Problem description: Render each line of the listing below as a row in a Markdown table with the columns Nr and Line, and skip any blank lines.

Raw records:

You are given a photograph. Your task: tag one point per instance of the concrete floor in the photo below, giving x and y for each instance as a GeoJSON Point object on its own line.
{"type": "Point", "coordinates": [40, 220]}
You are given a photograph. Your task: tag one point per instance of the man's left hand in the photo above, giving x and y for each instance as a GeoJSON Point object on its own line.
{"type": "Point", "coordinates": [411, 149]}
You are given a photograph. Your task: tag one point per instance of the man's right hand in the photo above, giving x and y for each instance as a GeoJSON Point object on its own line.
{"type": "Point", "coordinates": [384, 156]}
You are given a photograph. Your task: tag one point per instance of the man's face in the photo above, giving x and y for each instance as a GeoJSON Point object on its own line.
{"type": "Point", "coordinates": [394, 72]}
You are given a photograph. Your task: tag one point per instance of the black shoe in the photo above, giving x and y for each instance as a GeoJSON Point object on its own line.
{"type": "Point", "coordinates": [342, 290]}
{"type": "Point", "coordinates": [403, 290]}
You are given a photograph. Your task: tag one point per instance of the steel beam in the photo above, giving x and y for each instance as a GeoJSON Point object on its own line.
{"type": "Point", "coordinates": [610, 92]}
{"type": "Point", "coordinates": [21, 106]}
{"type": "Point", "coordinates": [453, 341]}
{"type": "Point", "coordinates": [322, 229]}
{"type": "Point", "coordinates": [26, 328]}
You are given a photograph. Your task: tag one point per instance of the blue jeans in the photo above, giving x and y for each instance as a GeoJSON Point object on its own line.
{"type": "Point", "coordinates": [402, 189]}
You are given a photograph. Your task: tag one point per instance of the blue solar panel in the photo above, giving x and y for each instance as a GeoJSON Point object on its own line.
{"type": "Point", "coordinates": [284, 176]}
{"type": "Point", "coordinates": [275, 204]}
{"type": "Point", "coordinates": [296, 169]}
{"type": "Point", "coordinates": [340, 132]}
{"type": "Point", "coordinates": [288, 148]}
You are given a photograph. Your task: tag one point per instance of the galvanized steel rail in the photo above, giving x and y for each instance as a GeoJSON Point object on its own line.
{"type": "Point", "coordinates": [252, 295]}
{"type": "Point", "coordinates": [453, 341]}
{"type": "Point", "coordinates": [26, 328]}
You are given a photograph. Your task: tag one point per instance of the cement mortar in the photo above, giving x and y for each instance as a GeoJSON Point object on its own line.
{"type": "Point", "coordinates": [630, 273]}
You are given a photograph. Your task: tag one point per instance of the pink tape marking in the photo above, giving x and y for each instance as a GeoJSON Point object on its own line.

Expected output:
| Nr | Line |
|---|---|
| 1 | You are given a photograph. Your task: tag one point per instance of the concrete floor in the photo below, giving x and y for each instance as a GeoJSON Point object on its own line. |
| 2 | {"type": "Point", "coordinates": [40, 220]} |
| 3 | You are given a photograph. Your task: tag one point per instance of the man's left hand in the photo above, giving x and y for each instance as a GeoJSON Point object on its own line. |
| 4 | {"type": "Point", "coordinates": [411, 149]} |
| 5 | You are given a photograph. Your task: tag one point per instance of the man's right hand in the photo above, giving x and y for each instance as a GeoJSON Point object on its own line. |
| 6 | {"type": "Point", "coordinates": [384, 156]} |
| 7 | You are given a photograph. Your task: tag one point per instance of the man's face in the photo above, giving x and y for each instance as a GeoJSON Point object on its own line. |
| 8 | {"type": "Point", "coordinates": [394, 72]} |
| 9 | You are given a photograph. Your task: tag one point per instance of the black shoe in the photo above, giving x and y for each instance as a GeoJSON Point object on its own line. |
| 10 | {"type": "Point", "coordinates": [342, 290]} |
| 11 | {"type": "Point", "coordinates": [403, 290]} |
| 12 | You are given a photograph. Your task: tag one point per instance of the steel beam in the photo above, giving x and y for each instance as a GeoJSON Point object on its own line. |
| 13 | {"type": "Point", "coordinates": [610, 92]} |
| 14 | {"type": "Point", "coordinates": [21, 106]} |
| 15 | {"type": "Point", "coordinates": [453, 341]} |
| 16 | {"type": "Point", "coordinates": [322, 229]} |
| 17 | {"type": "Point", "coordinates": [26, 328]} |
| 18 | You are given a photograph. Your task: tag one point per instance of the blue jeans in the photo above, giving x and y for each instance as a GeoJSON Point object on its own line. |
| 19 | {"type": "Point", "coordinates": [402, 189]} |
| 20 | You are given a photograph. Your task: tag one point per instance of the blue solar panel in the photo above, giving x and y for each instance as a GeoJSON Point object on its own line. |
| 21 | {"type": "Point", "coordinates": [284, 176]} |
| 22 | {"type": "Point", "coordinates": [275, 204]} |
| 23 | {"type": "Point", "coordinates": [296, 169]} |
| 24 | {"type": "Point", "coordinates": [340, 132]} |
| 25 | {"type": "Point", "coordinates": [288, 148]} |
| 26 | You are given a photograph. Your task: tag one point per instance of the galvanized steel rail in the photo above, giving x and y for each instance as a GeoJSON Point object on its own line. |
| 27 | {"type": "Point", "coordinates": [252, 295]} |
| 28 | {"type": "Point", "coordinates": [453, 341]} |
| 29 | {"type": "Point", "coordinates": [26, 328]} |
| 30 | You are given a photograph. Your task: tag one point per instance of the cement mortar in the photo above, giving x and y for each instance as a GeoJSON Point object on its own line. |
| 31 | {"type": "Point", "coordinates": [630, 273]} |
| 32 | You are given a photograph. Your task: tag one point per instance of the pink tape marking in the photo above, giving x and y for each instance as a GeoJSON Point object on its own line. |